**Problem:** Reproduce in full, word for word, the text on specialized transformers and generative language models for non-normative Dutch.
BEGIN Text excerpt
Do we still need specialized transformers? A comparison to generative foundation models for non-normative Dutch

Florian Debaene, Aaron Maladry, Pranaydeep Singh, Els Lefever, Veronique Hoste

LT3, Language and Translation Technology Team, Ghent University

In past years, creating expert systems by fine-tuning pre-trained transformer models has been a dominant methodology to achieve state-of-the-art results for many domain-specific NLP tasks. Recently, however, large generative language models (LLMs) have shown to be highly performant, flexible and widely-applicable. Until now, most generative models were primarily trained and tested on English, whereas Dutch-specific models, such as GEITje (https://huggingface.co/Rijgersberg/GEITje-7B) and Fietje (https://huggingface.co/BramVanroy/fietje-2b) only appeared in the last few months. These new models are trained on general-domain web-scraped and Wikipedia corpora that mostly contain standardised Dutch, which may hamper their capabilities when handling less-normative language forms. As the full potential of the latest methodological advances still remains to be explored in Dutch domain-specific NLP tasks, this paper investigates whether pre-trained and fine-tuned domain-specific transformer models can hold their ground against generative LLMs for Dutch.

For our use case we evaluate the performance of these models for two different highly-specific domains: historical Dutch used in comedies and farces (1650-1725) and modern social media Dutch. While these two language forms might seem very different on the surface, they share similar linguistic characteristics that set them apart from standardised Dutch, showcasing orthographic variations, diverging vocabularies, syntactical inconsistencies and semantic shifts. For both of these domains we evaluate the performance of (1) new domain-specific models that are pre-trained on our own background corpora and fine-tuned for downstream tasks and compare the performance to (2) supervised fine-tuned (SFT) generative LLMs (such as GEITje and Fietje). For historical comical Dutch, we test the performance for sentiment classification and multi-label and multi-class emotion detection. For social media Dutch, we evaluate the models for multi-class emotion detection and binary irony detection. With these experiments, we aim to answer the central research question: "Do we still need pre-trained domain-specific transformer models or have generative LLMs also become the SOTA for non-normative Dutch?"
END Text excerpt
BEGIN Data records
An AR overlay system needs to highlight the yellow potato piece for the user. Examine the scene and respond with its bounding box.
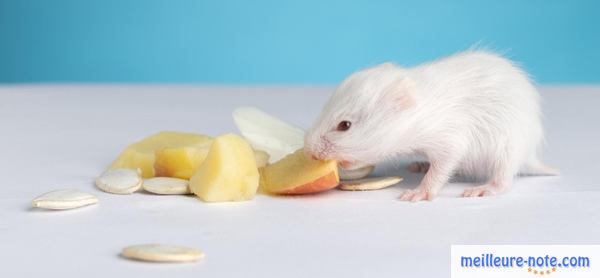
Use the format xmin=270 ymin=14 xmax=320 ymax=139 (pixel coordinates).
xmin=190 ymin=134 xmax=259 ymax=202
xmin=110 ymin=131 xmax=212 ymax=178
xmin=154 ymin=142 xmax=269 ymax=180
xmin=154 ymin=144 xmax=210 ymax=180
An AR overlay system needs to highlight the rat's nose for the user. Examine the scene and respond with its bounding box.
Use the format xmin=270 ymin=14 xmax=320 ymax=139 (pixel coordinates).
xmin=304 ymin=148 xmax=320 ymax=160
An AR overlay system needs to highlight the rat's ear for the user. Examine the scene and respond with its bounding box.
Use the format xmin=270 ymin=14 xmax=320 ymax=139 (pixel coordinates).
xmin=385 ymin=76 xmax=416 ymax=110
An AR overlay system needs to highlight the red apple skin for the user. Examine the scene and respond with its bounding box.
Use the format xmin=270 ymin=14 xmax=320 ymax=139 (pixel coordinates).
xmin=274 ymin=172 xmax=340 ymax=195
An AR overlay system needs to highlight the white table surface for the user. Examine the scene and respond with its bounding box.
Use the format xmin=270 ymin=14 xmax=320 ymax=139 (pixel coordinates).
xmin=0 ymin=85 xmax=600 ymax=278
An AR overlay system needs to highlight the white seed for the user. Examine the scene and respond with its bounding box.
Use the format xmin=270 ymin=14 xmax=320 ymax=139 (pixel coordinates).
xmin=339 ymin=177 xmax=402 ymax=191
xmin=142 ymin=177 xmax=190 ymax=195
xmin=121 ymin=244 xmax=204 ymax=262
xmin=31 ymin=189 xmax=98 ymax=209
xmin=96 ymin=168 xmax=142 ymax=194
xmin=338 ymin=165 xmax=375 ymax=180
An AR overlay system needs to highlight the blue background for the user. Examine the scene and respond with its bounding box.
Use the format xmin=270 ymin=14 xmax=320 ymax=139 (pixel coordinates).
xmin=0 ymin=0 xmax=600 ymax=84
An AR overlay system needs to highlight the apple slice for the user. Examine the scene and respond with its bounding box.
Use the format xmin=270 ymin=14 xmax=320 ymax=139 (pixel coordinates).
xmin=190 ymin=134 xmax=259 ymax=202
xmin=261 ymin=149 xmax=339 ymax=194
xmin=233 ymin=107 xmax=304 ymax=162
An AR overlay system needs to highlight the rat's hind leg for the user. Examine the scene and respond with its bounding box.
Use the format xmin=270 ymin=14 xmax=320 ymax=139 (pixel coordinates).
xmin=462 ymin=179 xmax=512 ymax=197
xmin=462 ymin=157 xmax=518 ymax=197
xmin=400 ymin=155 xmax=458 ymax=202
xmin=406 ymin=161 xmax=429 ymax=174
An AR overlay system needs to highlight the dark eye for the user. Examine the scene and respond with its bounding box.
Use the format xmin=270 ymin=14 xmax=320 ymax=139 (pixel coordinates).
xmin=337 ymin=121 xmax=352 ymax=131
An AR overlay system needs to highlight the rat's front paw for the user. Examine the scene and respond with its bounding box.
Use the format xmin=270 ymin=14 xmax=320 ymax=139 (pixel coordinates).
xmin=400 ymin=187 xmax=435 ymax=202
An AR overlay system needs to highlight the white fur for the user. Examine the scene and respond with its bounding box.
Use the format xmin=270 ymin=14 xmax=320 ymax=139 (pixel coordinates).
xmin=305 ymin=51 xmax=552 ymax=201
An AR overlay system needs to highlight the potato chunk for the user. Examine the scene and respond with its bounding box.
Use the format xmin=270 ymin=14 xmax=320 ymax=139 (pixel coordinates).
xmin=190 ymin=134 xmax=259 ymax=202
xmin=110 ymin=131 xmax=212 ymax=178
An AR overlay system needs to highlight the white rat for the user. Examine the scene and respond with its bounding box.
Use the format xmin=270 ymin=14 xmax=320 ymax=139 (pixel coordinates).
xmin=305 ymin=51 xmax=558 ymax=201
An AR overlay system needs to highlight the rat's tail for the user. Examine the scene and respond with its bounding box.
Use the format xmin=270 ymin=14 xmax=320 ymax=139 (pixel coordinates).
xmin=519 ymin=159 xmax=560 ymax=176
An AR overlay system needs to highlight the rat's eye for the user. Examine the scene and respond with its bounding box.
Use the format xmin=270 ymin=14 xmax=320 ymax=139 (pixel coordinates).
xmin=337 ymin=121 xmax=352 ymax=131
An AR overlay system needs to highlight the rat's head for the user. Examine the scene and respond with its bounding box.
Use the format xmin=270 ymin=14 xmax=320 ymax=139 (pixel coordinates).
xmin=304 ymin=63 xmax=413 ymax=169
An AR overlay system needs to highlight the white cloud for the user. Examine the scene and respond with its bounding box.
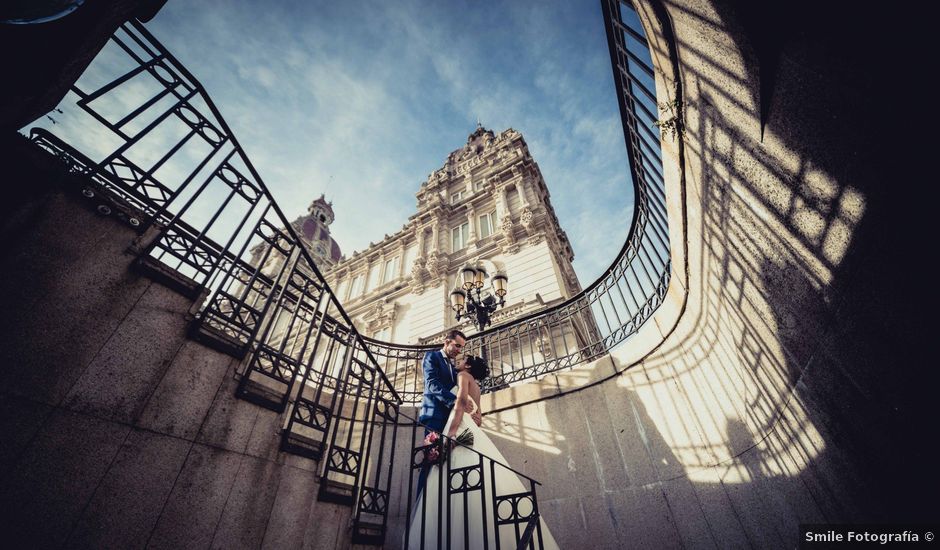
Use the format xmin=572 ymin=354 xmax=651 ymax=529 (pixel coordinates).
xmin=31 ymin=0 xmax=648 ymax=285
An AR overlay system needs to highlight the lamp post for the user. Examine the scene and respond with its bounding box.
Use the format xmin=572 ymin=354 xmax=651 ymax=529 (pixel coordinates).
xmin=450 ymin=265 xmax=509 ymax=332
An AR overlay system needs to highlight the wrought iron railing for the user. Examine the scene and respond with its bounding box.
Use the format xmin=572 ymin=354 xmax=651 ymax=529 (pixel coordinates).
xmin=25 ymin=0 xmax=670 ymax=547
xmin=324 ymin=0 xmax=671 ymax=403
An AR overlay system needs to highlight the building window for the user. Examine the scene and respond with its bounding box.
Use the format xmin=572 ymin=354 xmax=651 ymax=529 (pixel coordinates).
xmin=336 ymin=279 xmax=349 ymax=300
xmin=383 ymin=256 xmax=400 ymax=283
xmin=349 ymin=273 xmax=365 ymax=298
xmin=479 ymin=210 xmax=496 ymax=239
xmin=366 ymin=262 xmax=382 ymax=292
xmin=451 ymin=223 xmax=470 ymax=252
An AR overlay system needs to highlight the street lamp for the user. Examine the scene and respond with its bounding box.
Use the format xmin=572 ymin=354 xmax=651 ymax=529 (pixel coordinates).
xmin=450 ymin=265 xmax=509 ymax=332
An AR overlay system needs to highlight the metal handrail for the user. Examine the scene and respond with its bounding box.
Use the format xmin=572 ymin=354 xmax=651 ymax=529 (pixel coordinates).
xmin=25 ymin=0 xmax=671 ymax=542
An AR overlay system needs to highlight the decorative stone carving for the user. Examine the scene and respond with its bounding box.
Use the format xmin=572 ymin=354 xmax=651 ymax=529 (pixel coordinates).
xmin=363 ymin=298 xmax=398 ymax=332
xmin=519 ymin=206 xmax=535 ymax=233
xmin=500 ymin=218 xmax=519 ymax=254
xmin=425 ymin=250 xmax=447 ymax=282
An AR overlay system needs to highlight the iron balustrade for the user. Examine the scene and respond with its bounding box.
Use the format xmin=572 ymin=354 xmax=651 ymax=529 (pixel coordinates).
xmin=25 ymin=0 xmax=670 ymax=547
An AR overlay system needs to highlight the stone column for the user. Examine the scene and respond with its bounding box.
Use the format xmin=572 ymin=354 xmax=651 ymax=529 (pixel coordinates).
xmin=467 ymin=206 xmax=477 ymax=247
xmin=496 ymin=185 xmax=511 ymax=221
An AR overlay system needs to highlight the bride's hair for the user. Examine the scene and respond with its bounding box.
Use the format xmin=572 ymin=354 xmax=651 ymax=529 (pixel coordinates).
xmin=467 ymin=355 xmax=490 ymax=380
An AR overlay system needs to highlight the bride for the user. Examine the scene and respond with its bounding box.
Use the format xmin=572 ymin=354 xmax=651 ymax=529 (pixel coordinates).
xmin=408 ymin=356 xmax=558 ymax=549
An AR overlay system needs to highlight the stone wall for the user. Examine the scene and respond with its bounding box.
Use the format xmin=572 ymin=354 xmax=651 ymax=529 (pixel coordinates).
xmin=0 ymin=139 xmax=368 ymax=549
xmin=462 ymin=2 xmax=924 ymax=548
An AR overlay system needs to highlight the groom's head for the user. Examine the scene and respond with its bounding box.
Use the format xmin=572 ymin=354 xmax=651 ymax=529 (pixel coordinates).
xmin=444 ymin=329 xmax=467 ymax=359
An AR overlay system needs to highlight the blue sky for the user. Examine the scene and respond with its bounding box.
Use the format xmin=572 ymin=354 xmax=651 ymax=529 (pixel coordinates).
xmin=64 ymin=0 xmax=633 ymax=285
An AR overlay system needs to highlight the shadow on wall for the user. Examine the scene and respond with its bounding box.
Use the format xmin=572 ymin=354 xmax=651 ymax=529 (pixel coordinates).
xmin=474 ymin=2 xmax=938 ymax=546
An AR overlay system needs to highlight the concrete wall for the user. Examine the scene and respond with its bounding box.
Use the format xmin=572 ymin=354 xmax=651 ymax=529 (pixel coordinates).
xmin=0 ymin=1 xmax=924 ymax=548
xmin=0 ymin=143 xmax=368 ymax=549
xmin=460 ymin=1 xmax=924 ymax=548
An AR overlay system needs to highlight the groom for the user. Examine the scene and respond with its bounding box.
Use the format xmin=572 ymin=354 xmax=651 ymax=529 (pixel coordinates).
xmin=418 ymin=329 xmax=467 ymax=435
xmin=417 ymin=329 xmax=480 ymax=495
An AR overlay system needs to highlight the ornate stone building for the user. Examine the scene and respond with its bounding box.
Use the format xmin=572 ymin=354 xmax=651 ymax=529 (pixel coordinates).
END Data records
**Solution below:**
Do we still need specialized transformers? A comparison to generative foundation models for non-normative Dutch

Florian Debaene, Aaron Maladry, Pranaydeep Singh, Els Lefever, Veronique Hoste

LT3, Language and Translation Technology Team, Ghent University

In past years, creating expert systems by fine-tuning pre-trained transformer models has been a dominant methodology to achieve state-of-the-art results for many domain-specific NLP tasks. Recently, however, large generative language models (LLMs) have shown to be highly performant, flexible and widely-applicable. Until now, most generative models were primarily trained and tested on English, whereas Dutch-specific models, such as GEITje (https://huggingface.co/Rijgersberg/GEITje-7B) and Fietje (https://huggingface.co/BramVanroy/fietje-2b) only appeared in the last few months. These new models are trained on general-domain web-scraped and Wikipedia corpora that mostly contain standardised Dutch, which may hamper their capabilities when handling less-normative language forms. As the full potential of the latest methodological advances still remains to be explored in Dutch domain-specific NLP tasks, this paper investigates whether pre-trained and fine-tuned domain-specific transformer models can hold their ground against generative LLMs for Dutch.

For our use case we evaluate the performance of these models for two different highly-specific domains: historical Dutch used in comedies and farces (1650-1725) and modern social media Dutch. While these two language forms might seem very different on the surface, they share similar linguistic characteristics that set them apart from standardised Dutch, showcasing orthographic variations, diverging vocabularies, syntactical inconsistencies and semantic shifts. For both of these domains we evaluate the performance of (1) new domain-specific models that are pre-trained on our own background corpora and fine-tuned for downstream tasks and compare the performance to (2) supervised fine-tuned (SFT) generative LLMs (such as GEITje and Fietje). For historical comical Dutch, we test the performance for sentiment classification and multi-label and multi-class emotion detection. For social media Dutch, we evaluate the models for multi-class emotion detection and binary irony detection. With these experiments, we aim to answer the central research question: "Do we still need pre-trained domain-specific transformer models or have generative LLMs also become the SOTA for non-normative Dutch?"